* [GIVEN TEXT]:
---

Part of the ordeal of any occult practice is learning to shut out distractions. But most of those are transient – noisy neighbours, or a song lyric or other idea in our heads that won’t shut up – while Christmas seems to settle in like an uninvited but threatening guest that stays and stays. The crucial point of it, the thing I assume the “Put  Christ back in Christmas” people are on about, is finding the moment when there is a personal flash of gnosis, and we truly connect with the reborn Light. This then leads to the stronger communion with other people that’s a basic rationale for the celebrations.

I have no answer to my own problem beyond proclaiming the company-seeking misery that loves other resentful people. But I refuse to simply concede this magical time to the anti-Aeonic forces. So, without other options and in devotion to Hoor-Paar-Kraat, Lord of the truly Silent Night, I reproduce a poem that came to me last winter Solstice, almost entire, while gazing up at the stars over the mountains around my home:

The stars tonight are sharp over Amatlan,
Crisp lanterns in cloud-free blackness.

---

* [TASKS TO CARRY OUT]:
1. In the essay on Christmas and occult practice, in devotion to whom does the writer reproduce the poem?
2. Carry on the essay on Christmas and occult practice from its last line, extending the poem.

* [DATA SHOWN]:
---

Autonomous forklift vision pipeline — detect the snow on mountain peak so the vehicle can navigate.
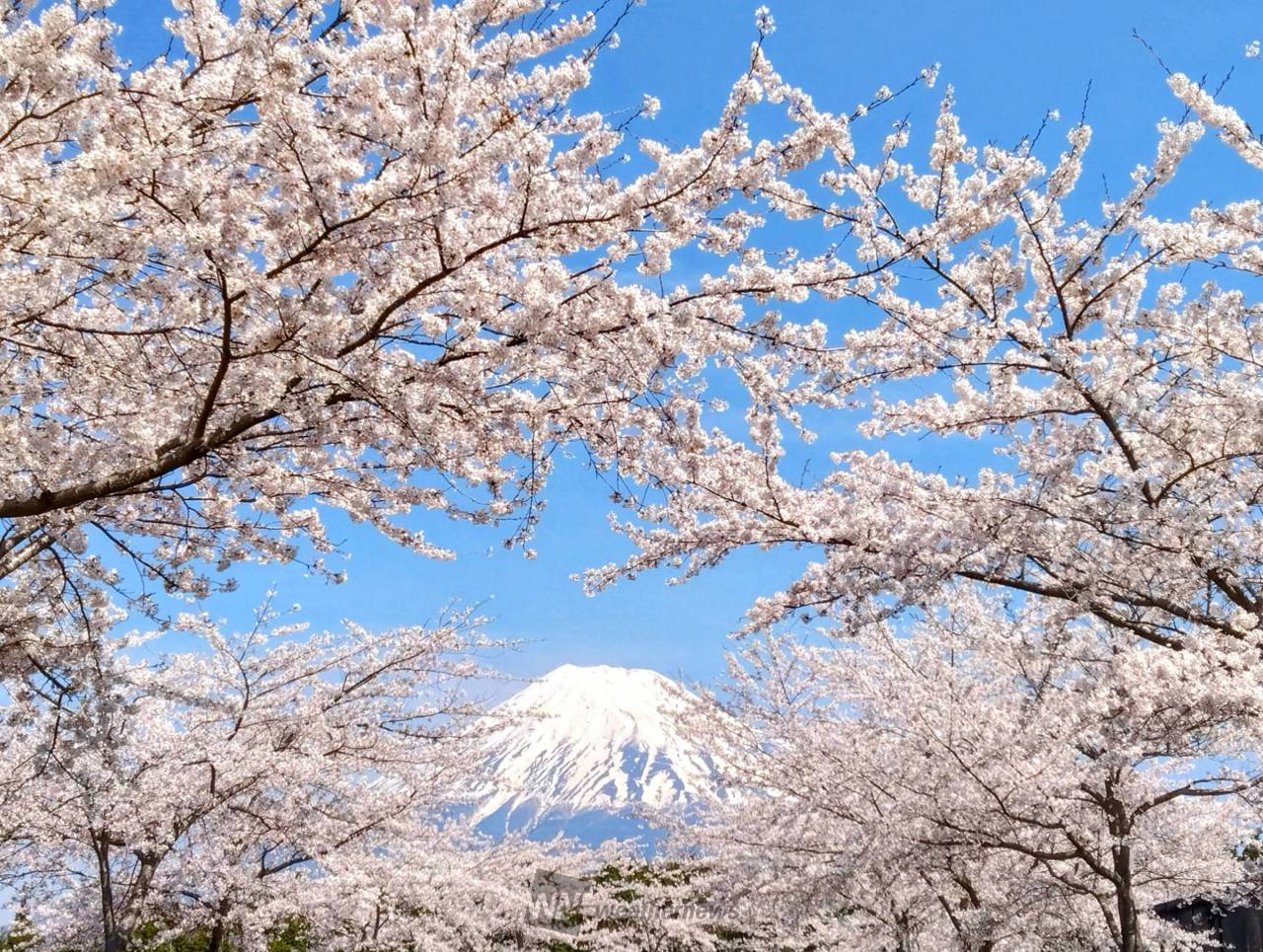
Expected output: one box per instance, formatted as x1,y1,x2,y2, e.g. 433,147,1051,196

---

* [ANSWERS TO EACH TASK]:
1. Hoor-Paar-Kraat, Lord of the truly Silent Night.

2.
Twice a hundred generations gazed up from this valley,
Countless men and children wondering if gods
Truly strode the heavens, masked
As these crystal patterns of light.
The faiths came, and went, and others followed,
Serpent and eagle, Woman, warriors, murdered Son,
While secrets untold hid in folds of rocks
Above the village.


I hold no brief for the famous birth,
Its shepherds and Magi, donkey and cave,
Yet on this designated night, confess my wonder
At the peace upon these high cliffs,
And the silence that awes the very night itself,
As the stars bear wordless witness
To the endless Heaven.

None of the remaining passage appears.